● PROBLEM DESCRIPTION
Below is a forum thread about the Sandy Bridge L2 cache, followed by entries. Continue the thread from its last line.
:: TEXT EXCERPT ::
Sandy Bridge L2 Cache

By: MS (ms.delete@this.lostcircuits.com), January 19, 2011 2:32 pm
Room: Moderated Discussions
MS (ms@lostcircuits.com) on 1/18/11 wrote:
---------------------------
>David Kanter (dkanter@realworldtech.com) on 1/18/11 wrote:
>---------------------------
>>MS (ms@lostcircuits.com) on 1/18/11 wrote:
>>---------------------------
>>>David Kanter (dkanter@realworldtech.com) on 1/18/11 wrote:
>>>---------------------------
>>>>MS (ms@lostcircuits.com) on 1/18/11 wrote:
>>>>---------------------------
>>>>>David Kanter (dkanter@realworldtech.com) on 1/18/11 wrote:
>>>>>---------------------------
>>>>>
>>>>>
>>>>>>
>>>>>>Look at the bandwidth for a 512KB or 1MB data set. That's large enough to spill
>>>>>>into the L2 cache (128KB or 256KB/core). The respective bandwidth numbers are ~300GB/s
>>>>>>and 250GB/s for a 3.4GHz part that can hit a peak of 3.8GHz with 4 cores active.
>>>>>>
>>>>>>300GB/s --> 75.0GB/s per core --> 19.7-22.1B per core*cycle
>>>>>>
>>>>>>250GB/s --> 62.5GB/s per core --> 16.4-18.4B per core*cycle
>>>>>>
>>>>>>Both of these numbers suggest that the theoretical maximum must be above 16B/cycle,
>>>>>>since the test will not hit 100% of peak.
>>>>>>
>>>>>
>>>>>>David
>>>>>
>>>>>You cannot fit a 512kB data set into a 256kB cache, the >numbers you were looking
>>>>>at appear to be LLC rather than L2. L2 numbers are >everything from 32kB to 256.
>>>>
>>>>My understanding is that it's a total of 512KB that is split between the 4 different
>>>>caches. I don't really place much faith in tools like Sandra in the first place,
>>>>and they certainly do little to explain the precise nature of the tests.
>>>>
>>>>>I ran the benchmark, though on a single thread and I am >getting 75GB/sec for both
>>>>>L1D and L2, which comes out to 21.8 bytes/ cycle (at >3.7GHz) so you are probably right about the 32-byte path.
>>>>
>>>>Do you have any way to verify that the hits are occurring in the L2 and not L1D?
>>>>Or are you using a larger data set that is only fully resident in the L2?
>>>>
>>>>David
>>>
>>>Sandra uses an adaptation of Stream just like everybody else and I am actually
>>>talking quite often to Adrian regarding some of the benchmarks and for the most
>>>part they are just as good as any other esoteric bench.
>>>
>>>Each core has a 256 kB discrete L2 cache which gives a combined 1MB L2 but they
>>>are discrete and you cannot span data across them, which is the fundamental difference
>>>to a shared cache like the L3 or LLC.
>>
>>I'm aware : )
:::
:: RECORDS SUPPLIED ::
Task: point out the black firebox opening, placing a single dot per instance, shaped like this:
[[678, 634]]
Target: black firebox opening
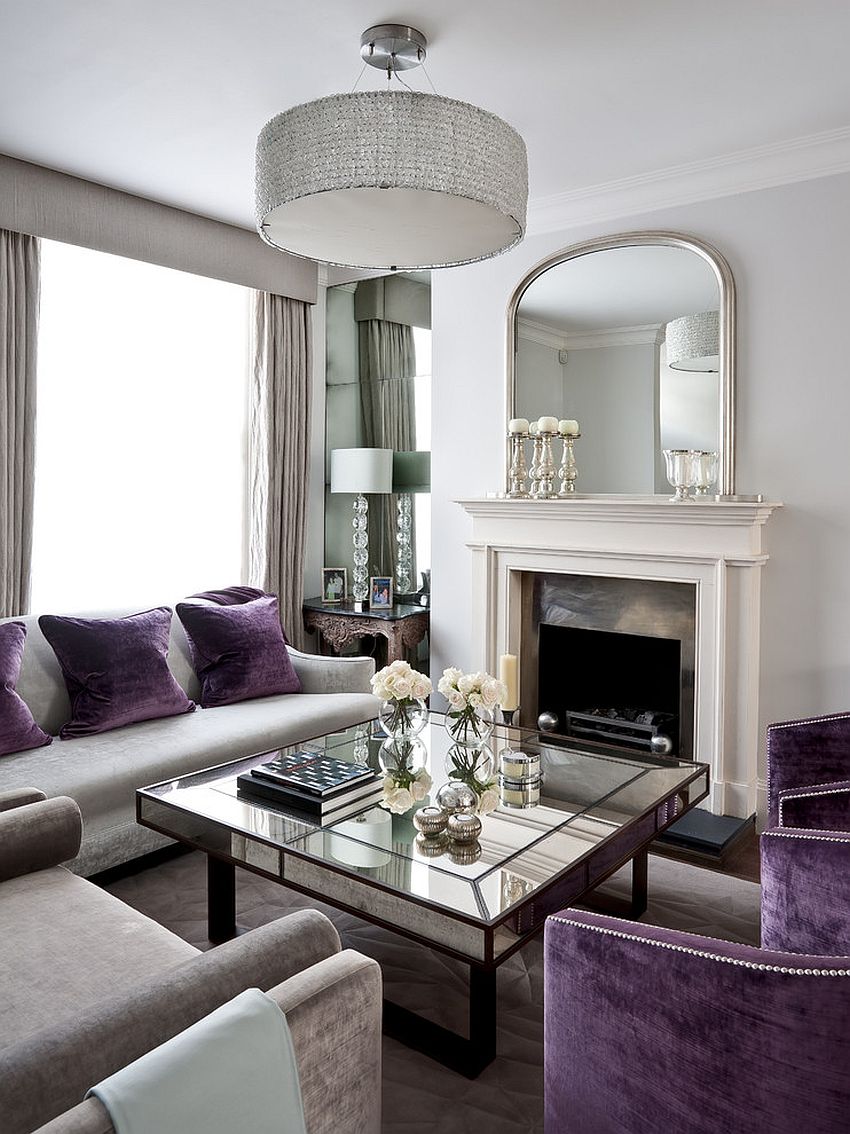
:::
:: RECORDS SUPPLIED ::
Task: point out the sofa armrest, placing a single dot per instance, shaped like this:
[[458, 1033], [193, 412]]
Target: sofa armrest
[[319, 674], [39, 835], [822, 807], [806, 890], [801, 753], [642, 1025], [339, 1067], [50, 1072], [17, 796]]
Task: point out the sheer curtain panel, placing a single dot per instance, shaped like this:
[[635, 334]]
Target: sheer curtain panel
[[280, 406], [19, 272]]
:::
:: RECORDS SUPPLIED ::
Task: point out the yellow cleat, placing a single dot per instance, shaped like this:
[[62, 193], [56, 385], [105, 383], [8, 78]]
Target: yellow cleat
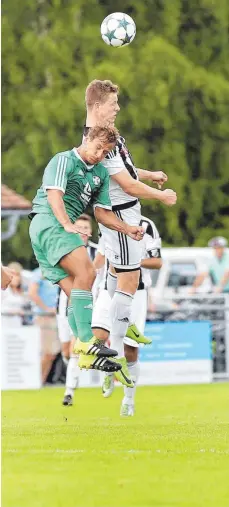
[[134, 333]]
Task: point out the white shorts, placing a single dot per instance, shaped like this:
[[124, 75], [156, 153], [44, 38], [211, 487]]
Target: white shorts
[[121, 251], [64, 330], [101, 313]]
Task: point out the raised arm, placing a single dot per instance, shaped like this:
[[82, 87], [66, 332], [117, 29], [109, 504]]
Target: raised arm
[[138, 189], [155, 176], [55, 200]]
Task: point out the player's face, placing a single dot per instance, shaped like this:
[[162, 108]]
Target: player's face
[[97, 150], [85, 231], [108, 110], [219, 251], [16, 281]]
:::
● OUTPUT BELOW
>>
>>>If it is a data set, then that is one "coherent data structure" which means that
>>>if there are discrete caches for the different cores, the data set cannot span across
>>>core boundaries.
>>>In other words, the max size that fits into the L2 cache is 256kB
>>>for each data set. Similarly, any data structure that is larger than 32kB will
>>>not fit into the L1D but has to go into the L2 cache.
>>
>>Yes, that's true, but you can fit 32KB of your large structure into the L1 cache.
>>If many of your accesses fall within the 32KB in the L1 cache, the bandwidth numbers
>>may be skewed upwards. IOW, you want to be sure that the accesses are missing in
>>the L1 cache and hitting in the L2 cache. Although the L1 read bandwidth is similar
>>to the L2 bandwidth, the latency will have an impact on achievable bandwidth as will the number of in-flight misses.
>>
>>Put another way - there are plenty of ways to access a 256KB data structure in
>>such a way that the majority of reads are serviced from the L1 cache. Especially with a clever prefetcher.
>>
>>I would think that Sandra is designed to avoid such things, but it's frankly very difficult to tell.
>>
>>>Does that answer your question?
>>
>>Not quite. It sounds like you were using a 256KB data set with a perfectly strided
>>access pattern for your test, is that correct?
>>
>>DK
>
>As I mentioned, Sandra uses STREAM, that is a linear access pattern, so yes.
>
I checked, and you were, indeed, correct with respect to the size of the data blocks in Sandra which is given in form of the aggregate block size, i.e. test block x number of threads if you run the default configuration. When you disable multithreading and hyperthreading, then the size refers to the individual data set.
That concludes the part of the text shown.